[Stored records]
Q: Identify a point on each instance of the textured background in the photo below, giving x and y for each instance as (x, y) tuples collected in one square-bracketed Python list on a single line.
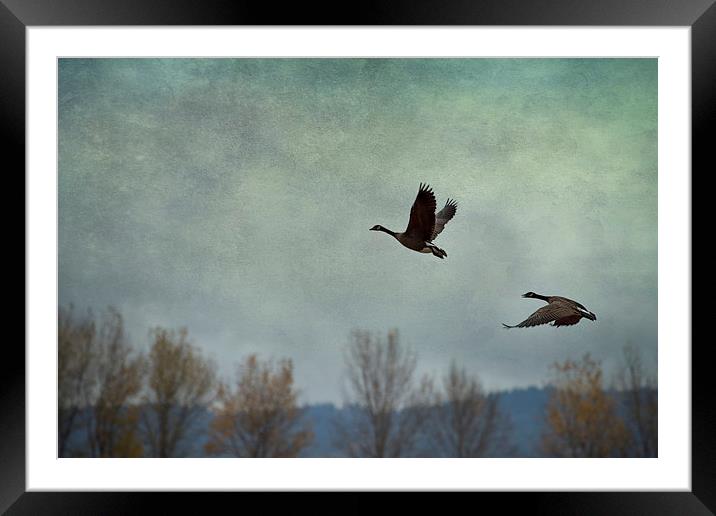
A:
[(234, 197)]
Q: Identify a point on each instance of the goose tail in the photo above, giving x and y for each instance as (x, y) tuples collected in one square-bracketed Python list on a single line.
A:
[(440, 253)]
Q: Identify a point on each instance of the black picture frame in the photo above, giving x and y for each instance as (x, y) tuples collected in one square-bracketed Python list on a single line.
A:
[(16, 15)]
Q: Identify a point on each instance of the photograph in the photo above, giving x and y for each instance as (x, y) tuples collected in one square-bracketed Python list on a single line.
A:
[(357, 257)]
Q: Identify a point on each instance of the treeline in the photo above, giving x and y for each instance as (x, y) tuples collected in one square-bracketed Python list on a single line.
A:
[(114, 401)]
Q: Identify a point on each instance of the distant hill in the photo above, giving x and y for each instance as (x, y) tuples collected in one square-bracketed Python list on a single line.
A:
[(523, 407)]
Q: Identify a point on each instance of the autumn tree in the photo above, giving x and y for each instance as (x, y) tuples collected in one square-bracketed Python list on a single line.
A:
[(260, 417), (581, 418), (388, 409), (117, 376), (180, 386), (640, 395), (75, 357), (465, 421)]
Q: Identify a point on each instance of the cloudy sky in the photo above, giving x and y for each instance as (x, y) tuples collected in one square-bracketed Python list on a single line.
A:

**What to work on:** Reproduce every record above word for word. Leave the pictures out.

**Result of the task:**
Q: Identify a point on each instance of the textured background in the photo below, giving x and y for each instance as (x, y) tuples collected in one square-bracketed Python list on a single line.
A:
[(234, 197)]
Q: Identify a point on each instance of the goose tail in the photo above, giving x and y for each instance as (x, y) tuples collected in one square-bracketed Python list on a single line.
A:
[(440, 253)]
Q: Identify a point on each instance of the black picture frame in the photo above, giving x and y for each instance as (x, y) tuples collected in one square-bracketed Python list on a single line.
A:
[(16, 15)]
Q: Identify a point on each instance of the photograph in the photo above, giving x and y for each instance as (x, y) tuples collected in one square-bracketed Python list on a single line.
A:
[(357, 257)]
Q: Identify a point on each instance of the treeline in the photo above, giving x and y for each instance as (x, y) tuples collected in one square-bracketed Python list on a single line.
A:
[(114, 401)]
Q: Identify a point on each instance of the distant hill in the photo above, giving x and y for each instance as (x, y) tuples collected in one square-bracketed Python list on a single line.
A:
[(523, 407)]
Q: Identify a point on each instance of the autumn tree in the photo above, giving x and y for each instance as (x, y) tuples collected in one square-bracketed Python list on a single line.
A:
[(260, 417), (581, 418), (388, 409), (117, 376), (180, 386), (640, 395), (75, 357), (465, 421)]
Q: Identify a point on each instance of the cloudy sky in the photo above, giving x and y for each instance as (x, y) tuples collected in one square-bracketed Python list on a single line.
A:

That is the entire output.